-- TRY IT --
Verbatim repeat, images excluded. Give each entry again as written.
[DATA TO EXAMINE — start]
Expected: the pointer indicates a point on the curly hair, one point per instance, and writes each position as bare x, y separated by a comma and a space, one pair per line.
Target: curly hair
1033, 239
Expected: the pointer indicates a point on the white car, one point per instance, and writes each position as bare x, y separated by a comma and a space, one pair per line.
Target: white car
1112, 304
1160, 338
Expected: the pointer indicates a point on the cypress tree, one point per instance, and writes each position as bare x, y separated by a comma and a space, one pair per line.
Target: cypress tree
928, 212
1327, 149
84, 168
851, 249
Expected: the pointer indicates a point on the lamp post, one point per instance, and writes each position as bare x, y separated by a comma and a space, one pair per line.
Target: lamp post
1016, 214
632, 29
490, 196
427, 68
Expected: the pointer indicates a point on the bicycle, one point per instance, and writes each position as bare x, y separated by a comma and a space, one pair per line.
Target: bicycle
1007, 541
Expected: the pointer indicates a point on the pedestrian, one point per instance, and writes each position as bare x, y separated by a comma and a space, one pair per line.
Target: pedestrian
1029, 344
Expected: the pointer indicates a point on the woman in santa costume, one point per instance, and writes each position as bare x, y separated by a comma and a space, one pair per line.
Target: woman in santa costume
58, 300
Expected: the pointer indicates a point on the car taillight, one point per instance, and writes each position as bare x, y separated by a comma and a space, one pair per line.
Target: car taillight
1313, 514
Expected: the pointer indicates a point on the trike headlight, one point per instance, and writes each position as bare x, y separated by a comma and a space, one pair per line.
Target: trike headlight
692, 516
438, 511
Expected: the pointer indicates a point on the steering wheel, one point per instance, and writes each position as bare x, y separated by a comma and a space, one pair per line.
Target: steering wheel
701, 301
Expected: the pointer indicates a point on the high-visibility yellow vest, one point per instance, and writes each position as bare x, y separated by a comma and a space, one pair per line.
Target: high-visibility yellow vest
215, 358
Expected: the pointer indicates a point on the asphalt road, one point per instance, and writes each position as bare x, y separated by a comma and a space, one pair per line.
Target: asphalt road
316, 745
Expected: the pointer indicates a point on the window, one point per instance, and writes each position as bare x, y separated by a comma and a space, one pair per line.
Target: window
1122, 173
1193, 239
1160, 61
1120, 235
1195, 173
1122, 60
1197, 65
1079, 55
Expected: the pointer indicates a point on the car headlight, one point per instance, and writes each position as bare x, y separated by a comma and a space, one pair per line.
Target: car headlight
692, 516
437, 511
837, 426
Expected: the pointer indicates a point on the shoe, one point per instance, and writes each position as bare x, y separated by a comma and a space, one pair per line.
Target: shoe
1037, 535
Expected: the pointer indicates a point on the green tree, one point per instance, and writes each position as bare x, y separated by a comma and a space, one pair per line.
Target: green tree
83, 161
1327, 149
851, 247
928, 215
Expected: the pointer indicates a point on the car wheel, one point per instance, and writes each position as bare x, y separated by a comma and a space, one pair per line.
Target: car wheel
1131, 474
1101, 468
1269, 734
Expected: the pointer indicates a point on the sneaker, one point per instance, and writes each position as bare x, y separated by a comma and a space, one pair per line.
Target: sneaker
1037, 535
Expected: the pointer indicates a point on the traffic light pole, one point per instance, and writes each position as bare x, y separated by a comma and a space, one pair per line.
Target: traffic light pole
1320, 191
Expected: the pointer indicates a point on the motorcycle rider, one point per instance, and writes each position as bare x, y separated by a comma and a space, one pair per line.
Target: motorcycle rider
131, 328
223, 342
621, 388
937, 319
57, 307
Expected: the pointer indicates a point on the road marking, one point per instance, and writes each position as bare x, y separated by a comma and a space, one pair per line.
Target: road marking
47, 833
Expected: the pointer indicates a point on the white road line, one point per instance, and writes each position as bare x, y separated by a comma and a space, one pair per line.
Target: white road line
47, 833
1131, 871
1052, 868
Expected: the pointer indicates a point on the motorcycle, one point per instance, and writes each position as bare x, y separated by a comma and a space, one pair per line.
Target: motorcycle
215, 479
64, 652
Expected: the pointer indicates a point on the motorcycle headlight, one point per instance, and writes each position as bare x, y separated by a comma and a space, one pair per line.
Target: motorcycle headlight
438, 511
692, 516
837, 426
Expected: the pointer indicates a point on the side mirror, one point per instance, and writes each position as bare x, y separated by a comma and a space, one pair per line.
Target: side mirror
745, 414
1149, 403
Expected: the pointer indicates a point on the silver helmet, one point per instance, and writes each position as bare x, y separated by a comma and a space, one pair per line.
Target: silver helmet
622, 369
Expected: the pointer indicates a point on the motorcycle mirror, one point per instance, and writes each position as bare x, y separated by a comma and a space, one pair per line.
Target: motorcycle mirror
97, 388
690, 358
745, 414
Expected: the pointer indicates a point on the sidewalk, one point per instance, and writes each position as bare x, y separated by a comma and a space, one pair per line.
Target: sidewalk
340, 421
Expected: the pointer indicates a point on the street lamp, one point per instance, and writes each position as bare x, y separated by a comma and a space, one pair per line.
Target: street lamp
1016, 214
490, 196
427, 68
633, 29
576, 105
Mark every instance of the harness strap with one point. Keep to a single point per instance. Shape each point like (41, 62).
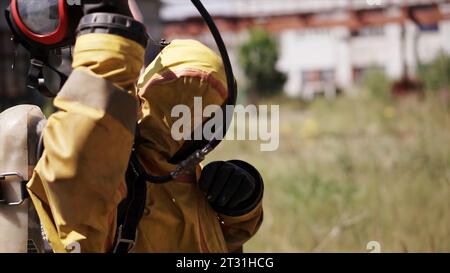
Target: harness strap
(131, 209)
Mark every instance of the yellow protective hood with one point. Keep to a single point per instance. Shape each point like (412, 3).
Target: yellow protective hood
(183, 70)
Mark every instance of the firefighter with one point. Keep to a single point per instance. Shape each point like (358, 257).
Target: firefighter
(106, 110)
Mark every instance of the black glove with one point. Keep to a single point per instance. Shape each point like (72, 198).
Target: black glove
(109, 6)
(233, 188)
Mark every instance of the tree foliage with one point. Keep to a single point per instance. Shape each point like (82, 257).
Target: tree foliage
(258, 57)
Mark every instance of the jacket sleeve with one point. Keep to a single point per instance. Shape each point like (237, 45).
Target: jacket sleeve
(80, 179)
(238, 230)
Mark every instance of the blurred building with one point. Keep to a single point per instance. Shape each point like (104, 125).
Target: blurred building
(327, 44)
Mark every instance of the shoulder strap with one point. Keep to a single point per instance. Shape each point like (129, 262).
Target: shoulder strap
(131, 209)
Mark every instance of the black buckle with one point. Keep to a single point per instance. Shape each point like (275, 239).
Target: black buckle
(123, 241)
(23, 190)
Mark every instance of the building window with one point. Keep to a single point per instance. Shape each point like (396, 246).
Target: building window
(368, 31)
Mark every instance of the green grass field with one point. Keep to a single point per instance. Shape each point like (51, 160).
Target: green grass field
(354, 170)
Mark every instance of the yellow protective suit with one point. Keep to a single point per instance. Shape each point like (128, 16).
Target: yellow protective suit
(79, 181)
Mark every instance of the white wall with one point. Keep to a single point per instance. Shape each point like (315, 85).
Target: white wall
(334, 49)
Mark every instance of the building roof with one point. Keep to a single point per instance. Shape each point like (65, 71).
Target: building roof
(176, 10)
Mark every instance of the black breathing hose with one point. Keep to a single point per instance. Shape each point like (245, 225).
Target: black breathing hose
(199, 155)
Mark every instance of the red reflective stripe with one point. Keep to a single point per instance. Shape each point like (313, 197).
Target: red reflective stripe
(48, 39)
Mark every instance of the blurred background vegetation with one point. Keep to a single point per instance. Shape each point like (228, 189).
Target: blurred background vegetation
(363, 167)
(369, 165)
[DATA TO EXAMINE — finish]
-- RESPONSE TO THE EXERCISE --
Expected: the pointer indicates a point on the curly hair, one point per instance, and writes each position as bare x, y separated by a comma and a space, one pair per line.
Target: curly hair
1033, 239
Expected: the pointer indicates a point on the white car, one point per instance, and writes each position as bare x, y separated by a comma and a space, one pair per line.
Target: white car
1112, 304
1160, 338
Expected: the pointer indicates a point on the cypress tree, one point per instance, and writes each position as bare x, y separated by a comma and a space, one pair per line.
Target: cypress tree
928, 212
1327, 149
84, 168
851, 249
Expected: the pointer indicates a point on the lamp post, one point per instance, and writes each position as bare x, y separated by a comma and a space, one pair per line.
Target: lamp post
1016, 214
632, 29
490, 196
427, 68
Expected: the pointer indicates a point on the bicycle, one point per instance, and writes each position as bare x, y separated by a comma and a space, one pair per line.
Target: bicycle
1007, 541
Expected: the pointer indicates a point on the pedestrian, one point per instance, and writes each position as bare x, y separated by a comma and a space, one pair per line.
Target: pedestrian
1029, 344
Expected: the pointer indicates a point on the woman in santa costume, one point per instance, and writes each position as bare x, y separated by a comma and a space, one pair per line.
Target: woman in santa costume
58, 300
Expected: the pointer indicates a point on the car taillight, one point per instance, and writes each position as bare x, y separated by a comma and a space, one pair per line.
Target: car taillight
1313, 514
Expected: the pointer indicates a point on the trike headlight, one point per instance, and writes each position as bare x, y separated by a comma and a space, one pair per line.
Target: trike headlight
692, 516
438, 511
Expected: the pointer indicates a point on the steering wheel, one point per instance, and writes each position as bare x, y separated by a comma and a space, one pair per line.
Target: steering wheel
701, 301
Expected: the pointer indicates a point on the high-visibility yellow vest, one point per instance, and writes each position as bare x, y separated by a comma and a space, one pair per line.
Target: high-visibility yellow vest
215, 358
Expected: the pointer indicates a point on the asphalt road, one point per instance, and writes each position as bare x, y separated by a comma and a space, one pair per line.
Target: asphalt road
316, 745
Expected: the pointer indicates a point on the window, one point per instance, and writes each position as bare x, y separated by a comma and a space, one pair per line.
Target: window
1122, 173
1193, 239
1160, 61
1120, 235
1195, 173
1122, 60
1197, 65
1079, 55
Expected: the pointer indicates a point on the car headlight, one point per instance, and writes each position as bare x, y separated by a comma and a space, one pair per line.
Target: car headlight
692, 516
437, 511
837, 426
Expected: the pointer indicates a point on the shoe, one point per instance, and writes each position as bare x, y separated by a comma and a space, one pair per line.
Target: shoe
1037, 535
Expected: the pointer indicates a point on the green tree, one point per instance, and writes each position as bare x, y separated by a comma and a space, one pair per line.
Target: green tree
83, 161
1327, 149
851, 247
928, 215
Expected: the pointer indicates a point on the car wheel, one point per instance, and writes each position as bare x, y separated by a comma and a space, one pair per line.
Target: car wheel
1131, 474
1101, 468
1269, 734
Expected: the pointer indicates a point on the sneaker, one point per instance, and writes each position as bare x, y separated by a comma and a space, one pair per line.
Target: sneaker
1037, 535
Expected: the pointer indicates a point on the traffic light pole, one point per instance, and writes each position as bare x, y separated by a comma and a space, one pair per line.
Target: traffic light pole
1320, 191
Expected: the pointer indicates a point on the motorcycle rider, one point per instance, and writes each position as bare x, y separated by a comma and a space, one pair per line.
Target: motorcycle rider
131, 328
223, 342
621, 388
937, 319
57, 307
Expected: the pointer indicates a point on the road marking, one point per instance, and writes each position as bare x, y separated by a comma and a space, one pair per line.
Target: road marking
47, 833
Expected: the pointer indicates a point on the white road line, one point per instance, and writes each position as bare x, y separated by a comma and a space, one pair per line.
Target: white road line
47, 833
1131, 871
1052, 868
Expected: the pointer indicates a point on the motorcycle, one point per instance, and writes each position as bare x, y separated by a comma and a space, one pair per line.
Target: motorcycle
215, 479
64, 652
Expected: the pointer indicates a point on the motorcycle headlight, one point per instance, and writes each position as bare x, y separated by a comma and a space, one pair per line.
Target: motorcycle headlight
438, 511
692, 516
837, 426
Expected: the pointer indicates a point on the side mirror, one point per instance, and writes each position as bare x, y separated by a comma and a space, one pair per line.
Target: side mirror
745, 414
1149, 403
Expected: the pointer indicates a point on the silver helmet, one point per instance, and writes each position as bare x, y separated by a comma and a space, one pair per line.
Target: silver helmet
622, 369
Expected: the pointer indicates a point on the motorcycle mirror, one point per instance, and writes each position as bare x, y separated by a comma and a space, one pair per line.
Target: motorcycle mirror
97, 388
690, 358
745, 414
Expected: the pointer indicates a point on the sidewalk, one point per instance, and writes each position as bare x, y separated by a comma and a space, one pair per line.
Target: sidewalk
340, 421
Expected: the pointer indicates a point on the street lamp, one point per instance, and writes each position as bare x, y separated by a comma and a space, one pair per line.
Target: street lamp
1016, 214
490, 196
427, 68
633, 29
576, 105
Mark every instance of the harness strap with one point. Keep to a single point per instance. Shape each point like (41, 62).
Target: harness strap
(131, 209)
Mark every instance of the yellow protective hood with one point. Keep to a single point per instance. Shape each point like (412, 3).
Target: yellow protective hood
(183, 70)
Mark every instance of the firefighter with one point. Keep to a single point per instance. Shape each point like (358, 257).
Target: firefighter
(106, 110)
Mark every instance of the black glove with one point. Keep to a single point per instance. Shape each point like (72, 198).
Target: black glove
(109, 6)
(233, 188)
Mark every instance of the tree foliage with one point. Keep to a single point per instance. Shape each point like (82, 257).
Target: tree foliage
(258, 57)
Mark every instance of the jacket sleeve with one point. Keep to a single point per instance. Shape each point like (237, 45).
Target: jacket sleeve
(80, 179)
(238, 230)
Mark every instance of the blurred building with one point. Keep to a single point per instance. Shape each point like (104, 125).
Target: blurred building
(327, 44)
Mark every instance of the shoulder strap with one point. Keep to a single point per instance. Shape each point like (129, 262).
Target: shoulder strap
(131, 209)
Mark every instance of the black buckle with one point. Keep to a single point per instance. Shape each point like (275, 239).
Target: black buckle
(123, 241)
(23, 190)
Mark every instance of the building window with one point. Keep to a single point per instance. Shape each point like (396, 246).
Target: building window
(368, 31)
Mark every instance of the green grass field with one point. Keep to a single point per instance. Shape each point like (51, 160).
Target: green grass field
(354, 170)
Mark every instance of the yellow protective suit with one point. Keep to a single point per instance. Shape each point like (128, 16).
Target: yellow protective suit
(79, 181)
Mark every instance of the white wall with one point. Keep to a single point per instance. Shape each point like (315, 85).
Target: white wall
(334, 49)
Mark every instance of the building roof with one point. Keep to a single point per instance. Shape each point like (65, 71).
Target: building roof
(176, 10)
Mark every instance of the black breathing hose with one point. Keep to a single point per instance. Shape each point like (245, 225).
Target: black breathing hose
(199, 155)
Mark every instance of the red reflective stripe with one point. Keep to a single point per instance. Shape each point like (313, 197).
Target: red reflective stripe
(48, 39)
Mark every instance of the blurred background vegetation with one point. Keep to a single point per instance. Shape each point like (228, 189).
Target: blurred background vegetation
(363, 167)
(369, 165)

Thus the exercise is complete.